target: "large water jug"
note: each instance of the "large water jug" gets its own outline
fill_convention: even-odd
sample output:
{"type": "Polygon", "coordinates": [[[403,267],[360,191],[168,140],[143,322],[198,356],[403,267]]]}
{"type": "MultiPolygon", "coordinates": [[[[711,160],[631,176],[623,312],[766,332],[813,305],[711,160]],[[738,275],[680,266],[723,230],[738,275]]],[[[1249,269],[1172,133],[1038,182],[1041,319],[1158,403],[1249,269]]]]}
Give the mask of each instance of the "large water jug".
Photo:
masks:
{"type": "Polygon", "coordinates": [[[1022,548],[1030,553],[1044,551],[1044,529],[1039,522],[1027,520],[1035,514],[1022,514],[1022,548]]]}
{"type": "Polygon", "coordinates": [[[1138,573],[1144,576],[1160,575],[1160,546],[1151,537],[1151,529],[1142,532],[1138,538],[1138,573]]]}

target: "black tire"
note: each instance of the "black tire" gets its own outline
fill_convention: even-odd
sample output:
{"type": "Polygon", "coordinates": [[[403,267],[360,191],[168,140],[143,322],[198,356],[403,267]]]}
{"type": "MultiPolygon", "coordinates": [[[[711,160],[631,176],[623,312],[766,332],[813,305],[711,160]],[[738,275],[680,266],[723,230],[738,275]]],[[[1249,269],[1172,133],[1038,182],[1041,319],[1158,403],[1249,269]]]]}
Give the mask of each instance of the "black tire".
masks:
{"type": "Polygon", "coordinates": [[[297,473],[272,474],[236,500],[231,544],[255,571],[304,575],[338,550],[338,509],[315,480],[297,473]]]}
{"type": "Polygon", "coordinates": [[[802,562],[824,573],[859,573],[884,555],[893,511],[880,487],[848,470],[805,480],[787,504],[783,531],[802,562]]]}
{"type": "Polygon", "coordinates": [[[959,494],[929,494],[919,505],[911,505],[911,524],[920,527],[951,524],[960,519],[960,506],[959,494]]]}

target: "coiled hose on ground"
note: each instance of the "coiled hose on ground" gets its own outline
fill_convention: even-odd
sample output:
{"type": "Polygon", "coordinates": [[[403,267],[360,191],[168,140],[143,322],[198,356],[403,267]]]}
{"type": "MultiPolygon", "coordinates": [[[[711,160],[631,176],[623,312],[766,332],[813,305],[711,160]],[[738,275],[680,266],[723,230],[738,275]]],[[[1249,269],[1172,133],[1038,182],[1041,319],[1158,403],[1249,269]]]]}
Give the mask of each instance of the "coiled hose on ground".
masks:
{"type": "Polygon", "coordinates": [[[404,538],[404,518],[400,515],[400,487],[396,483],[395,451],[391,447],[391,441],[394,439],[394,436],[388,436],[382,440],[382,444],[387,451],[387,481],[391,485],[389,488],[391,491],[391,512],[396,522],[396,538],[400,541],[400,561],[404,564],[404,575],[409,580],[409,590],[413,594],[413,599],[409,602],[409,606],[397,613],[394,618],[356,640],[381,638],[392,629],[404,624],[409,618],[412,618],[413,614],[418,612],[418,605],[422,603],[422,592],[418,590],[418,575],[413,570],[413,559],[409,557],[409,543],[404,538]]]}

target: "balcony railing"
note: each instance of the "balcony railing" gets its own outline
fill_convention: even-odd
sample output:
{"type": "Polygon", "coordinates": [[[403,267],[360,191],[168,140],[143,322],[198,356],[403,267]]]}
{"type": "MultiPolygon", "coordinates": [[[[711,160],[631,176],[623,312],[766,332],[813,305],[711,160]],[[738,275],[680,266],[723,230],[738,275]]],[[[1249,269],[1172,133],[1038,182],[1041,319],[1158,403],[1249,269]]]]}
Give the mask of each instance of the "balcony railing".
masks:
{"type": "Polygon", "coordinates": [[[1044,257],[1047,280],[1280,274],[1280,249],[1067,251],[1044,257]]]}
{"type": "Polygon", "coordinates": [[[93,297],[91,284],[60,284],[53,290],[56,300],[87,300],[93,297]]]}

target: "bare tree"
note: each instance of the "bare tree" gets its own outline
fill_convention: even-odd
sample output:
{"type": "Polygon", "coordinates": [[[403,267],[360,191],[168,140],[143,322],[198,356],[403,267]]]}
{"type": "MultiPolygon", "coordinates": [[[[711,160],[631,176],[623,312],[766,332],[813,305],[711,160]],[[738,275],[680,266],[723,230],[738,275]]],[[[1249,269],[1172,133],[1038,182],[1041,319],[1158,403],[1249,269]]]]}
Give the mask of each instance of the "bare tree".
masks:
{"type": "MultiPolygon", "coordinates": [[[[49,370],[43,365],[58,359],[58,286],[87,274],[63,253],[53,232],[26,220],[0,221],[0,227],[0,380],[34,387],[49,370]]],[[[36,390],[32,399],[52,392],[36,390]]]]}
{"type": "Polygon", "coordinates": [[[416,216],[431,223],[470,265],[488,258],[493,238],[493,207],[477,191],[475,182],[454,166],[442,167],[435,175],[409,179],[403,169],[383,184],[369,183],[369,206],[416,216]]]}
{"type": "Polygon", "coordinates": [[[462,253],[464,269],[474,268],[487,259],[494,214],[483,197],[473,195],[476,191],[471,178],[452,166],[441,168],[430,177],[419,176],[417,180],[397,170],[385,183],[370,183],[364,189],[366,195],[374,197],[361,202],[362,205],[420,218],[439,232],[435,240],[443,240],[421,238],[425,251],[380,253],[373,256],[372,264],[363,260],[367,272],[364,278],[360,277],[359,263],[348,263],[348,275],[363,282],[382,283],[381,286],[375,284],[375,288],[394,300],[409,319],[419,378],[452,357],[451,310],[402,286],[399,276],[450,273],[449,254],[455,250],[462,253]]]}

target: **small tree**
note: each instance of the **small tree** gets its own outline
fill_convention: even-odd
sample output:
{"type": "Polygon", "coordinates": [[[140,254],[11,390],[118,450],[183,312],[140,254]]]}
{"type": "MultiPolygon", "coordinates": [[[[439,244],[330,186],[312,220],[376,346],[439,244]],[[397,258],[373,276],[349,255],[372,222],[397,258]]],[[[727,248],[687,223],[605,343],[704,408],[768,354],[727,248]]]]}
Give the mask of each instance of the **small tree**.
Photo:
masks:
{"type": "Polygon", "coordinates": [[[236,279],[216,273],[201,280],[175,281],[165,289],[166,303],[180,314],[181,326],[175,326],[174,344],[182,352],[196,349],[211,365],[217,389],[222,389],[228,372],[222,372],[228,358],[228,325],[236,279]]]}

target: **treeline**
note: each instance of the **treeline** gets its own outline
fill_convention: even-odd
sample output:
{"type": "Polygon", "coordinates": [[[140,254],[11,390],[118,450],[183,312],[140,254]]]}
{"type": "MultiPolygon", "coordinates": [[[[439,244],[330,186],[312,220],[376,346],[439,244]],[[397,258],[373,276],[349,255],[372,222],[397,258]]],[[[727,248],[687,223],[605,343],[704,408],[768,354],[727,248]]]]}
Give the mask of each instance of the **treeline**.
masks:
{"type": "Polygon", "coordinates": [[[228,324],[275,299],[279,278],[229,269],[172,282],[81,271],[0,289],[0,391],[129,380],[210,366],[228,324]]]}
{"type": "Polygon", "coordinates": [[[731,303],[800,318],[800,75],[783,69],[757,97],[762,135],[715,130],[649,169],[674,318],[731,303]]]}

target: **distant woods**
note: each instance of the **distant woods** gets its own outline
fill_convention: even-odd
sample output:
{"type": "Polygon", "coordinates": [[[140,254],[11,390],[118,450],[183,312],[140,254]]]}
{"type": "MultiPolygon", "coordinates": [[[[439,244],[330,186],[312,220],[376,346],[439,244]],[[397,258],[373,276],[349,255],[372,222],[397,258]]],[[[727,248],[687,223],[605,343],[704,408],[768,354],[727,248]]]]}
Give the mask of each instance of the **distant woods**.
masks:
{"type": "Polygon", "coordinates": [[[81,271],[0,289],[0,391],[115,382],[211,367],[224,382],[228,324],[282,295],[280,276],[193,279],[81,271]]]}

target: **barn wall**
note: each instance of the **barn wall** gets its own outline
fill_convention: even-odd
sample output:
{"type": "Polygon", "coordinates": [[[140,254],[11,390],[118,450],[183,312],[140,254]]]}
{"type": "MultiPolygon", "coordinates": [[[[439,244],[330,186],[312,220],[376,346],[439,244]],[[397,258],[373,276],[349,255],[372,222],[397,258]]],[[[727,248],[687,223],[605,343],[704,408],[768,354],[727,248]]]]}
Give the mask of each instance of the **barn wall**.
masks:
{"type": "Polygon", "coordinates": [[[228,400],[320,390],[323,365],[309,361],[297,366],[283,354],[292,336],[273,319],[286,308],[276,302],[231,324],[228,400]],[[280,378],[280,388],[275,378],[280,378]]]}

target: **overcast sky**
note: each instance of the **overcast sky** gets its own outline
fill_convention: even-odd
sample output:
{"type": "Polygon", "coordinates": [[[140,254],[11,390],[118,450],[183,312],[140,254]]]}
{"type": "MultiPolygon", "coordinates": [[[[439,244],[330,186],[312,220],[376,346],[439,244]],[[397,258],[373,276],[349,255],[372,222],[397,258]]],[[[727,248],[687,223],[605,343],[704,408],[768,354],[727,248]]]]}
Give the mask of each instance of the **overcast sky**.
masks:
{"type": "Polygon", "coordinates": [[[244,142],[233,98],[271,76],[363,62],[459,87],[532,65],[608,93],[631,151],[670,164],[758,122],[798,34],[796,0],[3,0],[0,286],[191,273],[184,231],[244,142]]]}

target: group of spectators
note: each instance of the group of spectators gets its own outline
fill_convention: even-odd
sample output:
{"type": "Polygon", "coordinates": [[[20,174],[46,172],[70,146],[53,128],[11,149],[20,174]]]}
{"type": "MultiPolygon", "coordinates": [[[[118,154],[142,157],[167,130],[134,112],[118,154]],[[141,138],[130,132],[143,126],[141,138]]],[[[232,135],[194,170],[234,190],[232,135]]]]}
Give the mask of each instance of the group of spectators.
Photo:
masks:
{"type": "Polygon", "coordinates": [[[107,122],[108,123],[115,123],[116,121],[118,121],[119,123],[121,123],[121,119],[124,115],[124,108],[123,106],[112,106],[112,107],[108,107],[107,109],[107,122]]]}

○ ○ ○ ○ ○ ○ ○

* _TASK INSTRUCTIONS_: Wherever the string "black" appears in the data above, copy the line it sits in.

* _YOUR RESPONSE_:
target: "black tire"
note: each instance of the "black tire" gets its own outline
Give the mask of each instance of the "black tire".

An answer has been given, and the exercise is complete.